**PROBLEMS**.
A – List every organization that the 1975 college football season text names as recognizing Oklahoma as champion on its "Champion(s)" line.
B – Based on the 1975 college football season text, say whether each statement is true, answering yes or no and quoting the words that decide it: (i) Arizona State was the only undefeated team of the season. (ii) Nebraska beat Arizona State in the Fiesta Bowl. (iii) The season had twelve bowl games.
C – Reproduce the part of the 1975 college football season text from "The 1975 NCAA" to "in the nation.".

**TEXT EXCERPT**.
+ + + +
- Preseason AP No. 1: Oklahoma
- Regular season: September 4 – December 6, 1975
- Number of bowls: 11
- Bowl games: December 20, 1975 – January 1, 1976
- Champion(s): Oklahoma (AP, Coaches, FWAA, NFF)
- Heisman: Ohio State running back Archie Griffin

= 1975 NCAA Division I football season =

American college football season

The 1975 NCAA Division I football season saw University of Oklahoma repeat as national champion in the Associated Press (AP) writers' poll and were ranked No. 1 in the final United Press International (UPI) coaches' poll, just ahead of Arizona State, runners-up in both AP and Coaches final polls. ASU finished as the only undefeated team of the season with their victory over Nebraska in the Fiesta Bowl. Arizona State was recognized by the Sporting News and National Championship Foundation as the No. 1 ranked team in the nation.
+ + + +
**Image location labeling entries**.
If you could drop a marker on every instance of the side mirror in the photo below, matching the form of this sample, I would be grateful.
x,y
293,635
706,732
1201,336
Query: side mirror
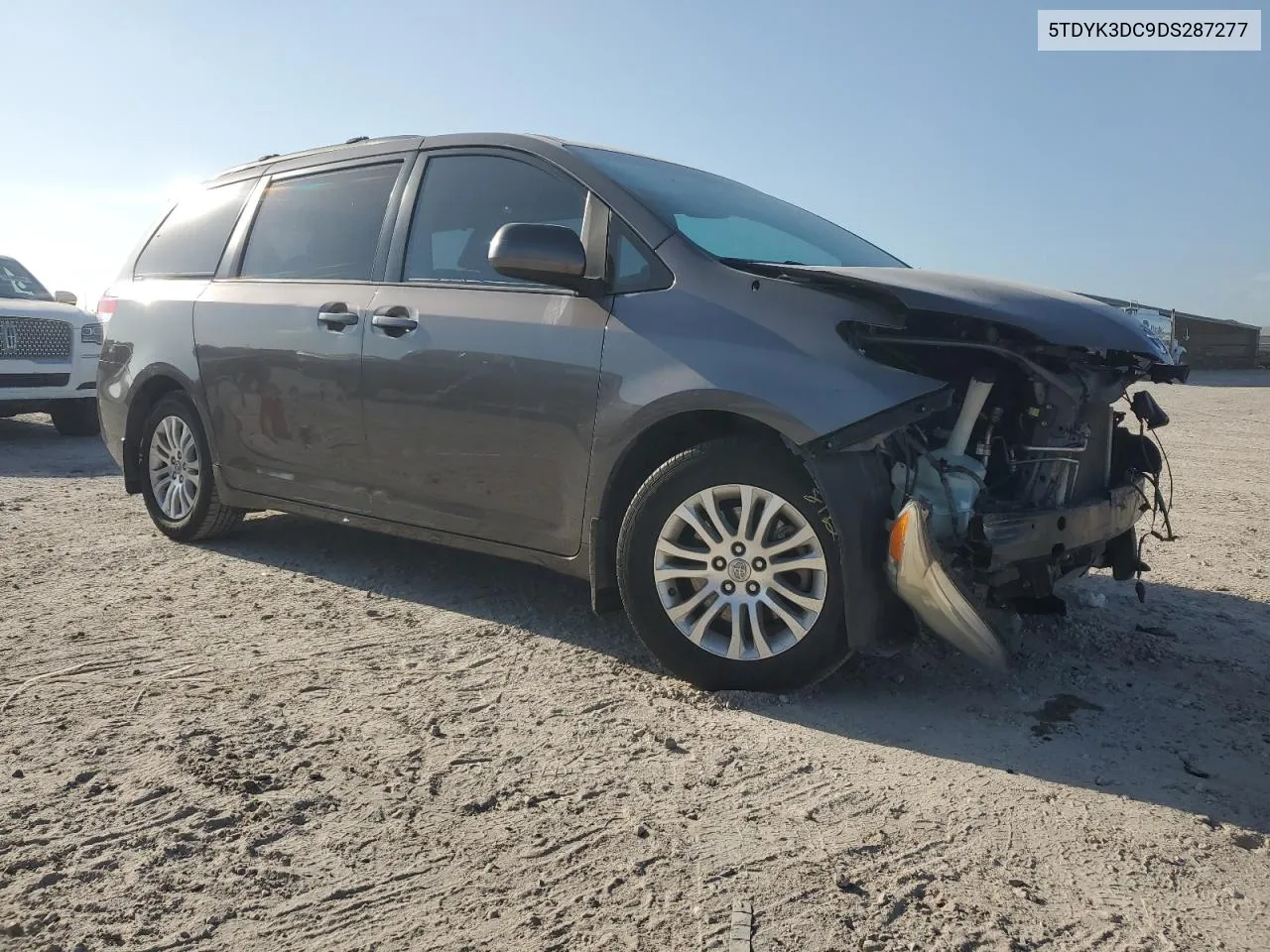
x,y
549,254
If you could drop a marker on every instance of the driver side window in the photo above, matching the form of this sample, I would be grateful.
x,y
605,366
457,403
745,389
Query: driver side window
x,y
465,199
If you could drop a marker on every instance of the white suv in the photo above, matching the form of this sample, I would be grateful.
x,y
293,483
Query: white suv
x,y
49,350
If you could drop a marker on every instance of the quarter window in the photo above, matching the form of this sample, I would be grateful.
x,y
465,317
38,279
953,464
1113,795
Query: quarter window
x,y
191,238
320,227
466,198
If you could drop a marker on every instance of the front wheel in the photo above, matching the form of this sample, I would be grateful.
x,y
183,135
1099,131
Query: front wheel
x,y
180,486
730,572
76,416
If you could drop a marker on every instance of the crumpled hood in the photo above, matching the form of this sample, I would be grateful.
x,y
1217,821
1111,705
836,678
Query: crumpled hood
x,y
51,309
1055,316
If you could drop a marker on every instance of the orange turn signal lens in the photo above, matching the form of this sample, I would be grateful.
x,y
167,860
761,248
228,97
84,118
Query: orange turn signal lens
x,y
897,535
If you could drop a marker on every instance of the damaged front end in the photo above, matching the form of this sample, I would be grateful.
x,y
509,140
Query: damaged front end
x,y
1020,474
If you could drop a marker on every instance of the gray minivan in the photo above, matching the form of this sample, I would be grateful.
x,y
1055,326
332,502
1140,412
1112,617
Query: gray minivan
x,y
770,440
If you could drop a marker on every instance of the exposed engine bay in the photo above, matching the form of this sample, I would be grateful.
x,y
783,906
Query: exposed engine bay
x,y
1040,468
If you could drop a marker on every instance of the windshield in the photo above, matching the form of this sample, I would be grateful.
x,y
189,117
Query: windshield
x,y
729,220
18,282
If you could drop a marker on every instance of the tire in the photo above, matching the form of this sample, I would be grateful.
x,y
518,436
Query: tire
x,y
729,471
193,508
76,416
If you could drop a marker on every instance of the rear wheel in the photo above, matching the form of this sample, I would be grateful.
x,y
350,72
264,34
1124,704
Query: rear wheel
x,y
75,417
728,571
180,486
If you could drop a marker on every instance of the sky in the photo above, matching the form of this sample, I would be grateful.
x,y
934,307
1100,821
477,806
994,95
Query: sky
x,y
935,130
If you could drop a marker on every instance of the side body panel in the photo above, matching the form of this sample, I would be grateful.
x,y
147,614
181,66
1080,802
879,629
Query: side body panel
x,y
284,390
151,334
479,421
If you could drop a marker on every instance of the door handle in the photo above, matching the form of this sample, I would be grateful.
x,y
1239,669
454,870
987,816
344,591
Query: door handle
x,y
336,316
394,321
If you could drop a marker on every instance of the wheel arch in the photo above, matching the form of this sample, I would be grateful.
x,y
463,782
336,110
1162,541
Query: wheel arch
x,y
158,384
652,445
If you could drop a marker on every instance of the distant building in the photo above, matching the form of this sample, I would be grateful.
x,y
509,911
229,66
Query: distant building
x,y
1207,341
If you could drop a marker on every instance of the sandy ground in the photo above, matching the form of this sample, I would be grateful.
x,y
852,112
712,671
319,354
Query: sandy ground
x,y
313,738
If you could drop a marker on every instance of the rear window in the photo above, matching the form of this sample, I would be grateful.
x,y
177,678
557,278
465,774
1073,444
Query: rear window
x,y
320,227
191,238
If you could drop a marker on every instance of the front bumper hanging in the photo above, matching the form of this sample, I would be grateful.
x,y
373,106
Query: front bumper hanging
x,y
920,579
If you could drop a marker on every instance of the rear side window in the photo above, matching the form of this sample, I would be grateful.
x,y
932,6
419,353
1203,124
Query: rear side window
x,y
466,198
191,238
320,227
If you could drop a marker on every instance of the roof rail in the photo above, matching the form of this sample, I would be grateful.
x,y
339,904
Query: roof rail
x,y
272,157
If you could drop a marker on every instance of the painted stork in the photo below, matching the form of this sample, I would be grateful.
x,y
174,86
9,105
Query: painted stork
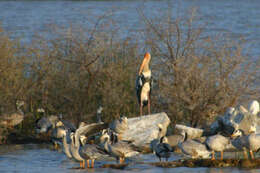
x,y
144,84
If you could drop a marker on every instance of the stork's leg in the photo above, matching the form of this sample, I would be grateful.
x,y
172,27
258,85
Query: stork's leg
x,y
141,109
149,105
245,154
83,164
88,163
221,155
213,155
252,154
92,163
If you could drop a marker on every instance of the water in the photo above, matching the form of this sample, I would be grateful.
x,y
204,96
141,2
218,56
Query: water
x,y
235,18
40,158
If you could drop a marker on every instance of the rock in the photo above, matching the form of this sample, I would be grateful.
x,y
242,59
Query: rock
x,y
237,118
142,130
191,132
254,107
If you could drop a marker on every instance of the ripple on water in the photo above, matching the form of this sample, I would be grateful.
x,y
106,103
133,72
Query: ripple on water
x,y
39,158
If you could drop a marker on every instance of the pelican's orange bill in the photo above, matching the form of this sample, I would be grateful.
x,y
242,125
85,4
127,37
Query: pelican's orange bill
x,y
146,59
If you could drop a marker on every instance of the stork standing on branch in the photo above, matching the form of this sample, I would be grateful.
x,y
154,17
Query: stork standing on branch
x,y
144,84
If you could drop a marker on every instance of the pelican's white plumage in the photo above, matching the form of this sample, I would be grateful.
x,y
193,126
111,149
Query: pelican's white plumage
x,y
254,107
144,83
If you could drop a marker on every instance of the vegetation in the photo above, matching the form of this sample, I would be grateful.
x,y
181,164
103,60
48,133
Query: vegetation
x,y
197,76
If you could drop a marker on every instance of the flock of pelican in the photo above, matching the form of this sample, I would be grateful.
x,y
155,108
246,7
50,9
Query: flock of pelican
x,y
78,145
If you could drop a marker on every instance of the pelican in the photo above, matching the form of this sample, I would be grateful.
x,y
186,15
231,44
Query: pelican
x,y
217,143
144,84
87,152
253,107
163,149
119,126
11,120
244,142
99,114
120,150
193,148
66,142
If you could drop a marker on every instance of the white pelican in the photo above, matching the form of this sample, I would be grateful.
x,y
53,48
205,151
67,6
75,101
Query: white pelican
x,y
163,149
11,120
217,143
120,149
144,83
193,148
244,142
254,107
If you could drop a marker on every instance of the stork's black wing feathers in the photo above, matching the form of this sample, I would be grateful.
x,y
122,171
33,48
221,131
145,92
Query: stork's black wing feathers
x,y
138,86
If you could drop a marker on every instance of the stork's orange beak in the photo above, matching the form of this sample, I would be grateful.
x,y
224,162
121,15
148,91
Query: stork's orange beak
x,y
147,57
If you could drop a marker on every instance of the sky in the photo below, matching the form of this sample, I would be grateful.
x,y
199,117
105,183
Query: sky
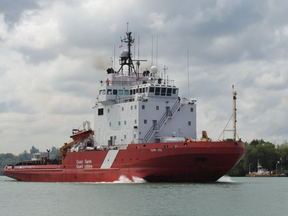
x,y
53,54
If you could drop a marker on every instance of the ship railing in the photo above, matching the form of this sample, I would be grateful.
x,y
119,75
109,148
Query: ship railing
x,y
152,80
162,121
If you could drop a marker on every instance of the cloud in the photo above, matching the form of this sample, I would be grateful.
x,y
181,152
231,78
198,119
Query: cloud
x,y
54,54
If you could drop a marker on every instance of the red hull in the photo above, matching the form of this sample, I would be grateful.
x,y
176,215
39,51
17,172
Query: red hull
x,y
155,162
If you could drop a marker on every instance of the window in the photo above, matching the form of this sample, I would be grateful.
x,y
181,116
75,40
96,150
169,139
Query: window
x,y
169,91
163,91
100,111
157,91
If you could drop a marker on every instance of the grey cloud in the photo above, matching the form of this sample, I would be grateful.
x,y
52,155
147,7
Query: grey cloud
x,y
12,9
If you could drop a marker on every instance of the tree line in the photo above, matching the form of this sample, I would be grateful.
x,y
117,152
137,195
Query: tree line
x,y
269,155
10,159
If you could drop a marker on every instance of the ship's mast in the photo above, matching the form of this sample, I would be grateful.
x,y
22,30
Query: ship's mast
x,y
234,109
127,58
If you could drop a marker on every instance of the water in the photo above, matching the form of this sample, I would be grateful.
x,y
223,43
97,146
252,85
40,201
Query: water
x,y
229,196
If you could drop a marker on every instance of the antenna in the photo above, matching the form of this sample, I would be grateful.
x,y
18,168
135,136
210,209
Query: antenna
x,y
234,109
152,53
165,69
234,93
188,72
157,51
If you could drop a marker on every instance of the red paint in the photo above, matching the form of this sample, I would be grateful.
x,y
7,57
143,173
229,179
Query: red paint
x,y
191,162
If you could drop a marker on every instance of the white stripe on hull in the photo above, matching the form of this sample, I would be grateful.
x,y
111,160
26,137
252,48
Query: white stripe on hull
x,y
109,159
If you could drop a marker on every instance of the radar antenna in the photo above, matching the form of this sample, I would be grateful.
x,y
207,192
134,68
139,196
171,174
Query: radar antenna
x,y
126,58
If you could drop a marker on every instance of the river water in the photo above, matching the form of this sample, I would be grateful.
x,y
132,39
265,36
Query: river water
x,y
229,196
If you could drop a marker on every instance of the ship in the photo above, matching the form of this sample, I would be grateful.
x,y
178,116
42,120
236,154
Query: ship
x,y
142,129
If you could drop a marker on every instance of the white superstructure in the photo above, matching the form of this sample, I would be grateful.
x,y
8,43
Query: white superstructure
x,y
141,108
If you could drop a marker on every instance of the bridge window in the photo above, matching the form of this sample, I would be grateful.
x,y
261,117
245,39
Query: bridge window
x,y
163,91
169,91
100,111
157,91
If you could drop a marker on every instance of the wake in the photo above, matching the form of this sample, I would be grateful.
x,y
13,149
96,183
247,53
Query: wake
x,y
225,179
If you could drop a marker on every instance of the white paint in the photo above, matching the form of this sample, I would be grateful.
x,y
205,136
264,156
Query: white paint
x,y
109,159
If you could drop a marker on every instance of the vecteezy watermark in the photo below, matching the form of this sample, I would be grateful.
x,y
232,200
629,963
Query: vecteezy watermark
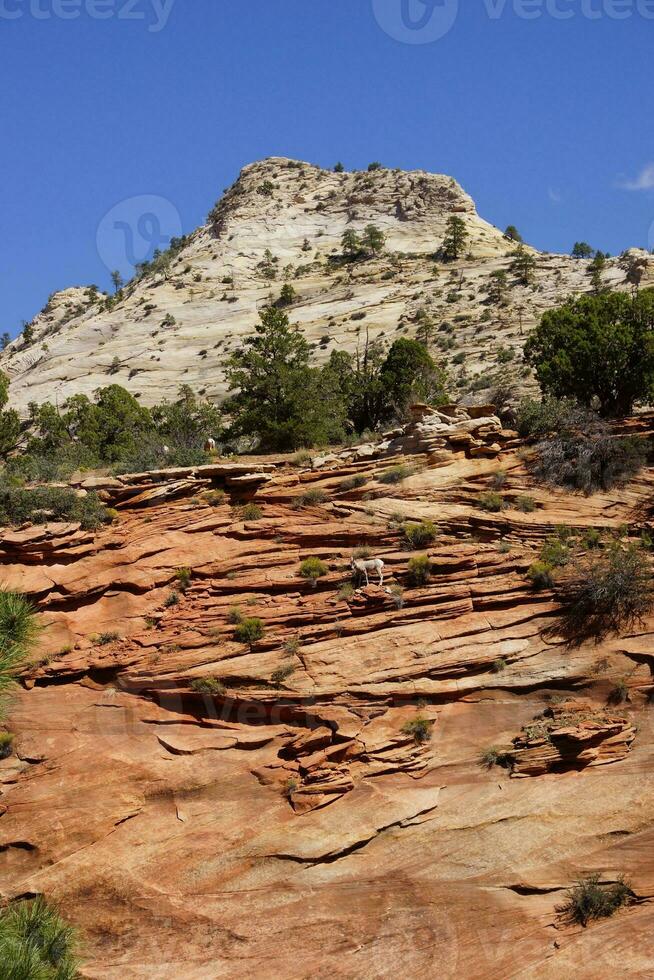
+ + + +
**ANSWERS TO EACH TASK**.
A – AP, Coaches, FWAA, NFF

B –
(i) Yes: "ASU finished as the only undefeated team of the season"
(ii) No: "with their victory over Nebraska in the Fiesta Bowl"
(iii) No: "Number of bowls: 11"

C –
The 1975 NCAA Division I football season saw University of Oklahoma repeat as national champion in the Associated Press (AP) writers' poll and were ranked No. 1 in the final United Press International (UPI) coaches' poll, just ahead of Arizona State, runners-up in both AP and Coaches final polls. ASU finished as the only undefeated team of the season with their victory over Nebraska in the Fiesta Bowl. Arizona State was recognized by the Sporting News and National Championship Foundation as the No. 1 ranked team in the nation.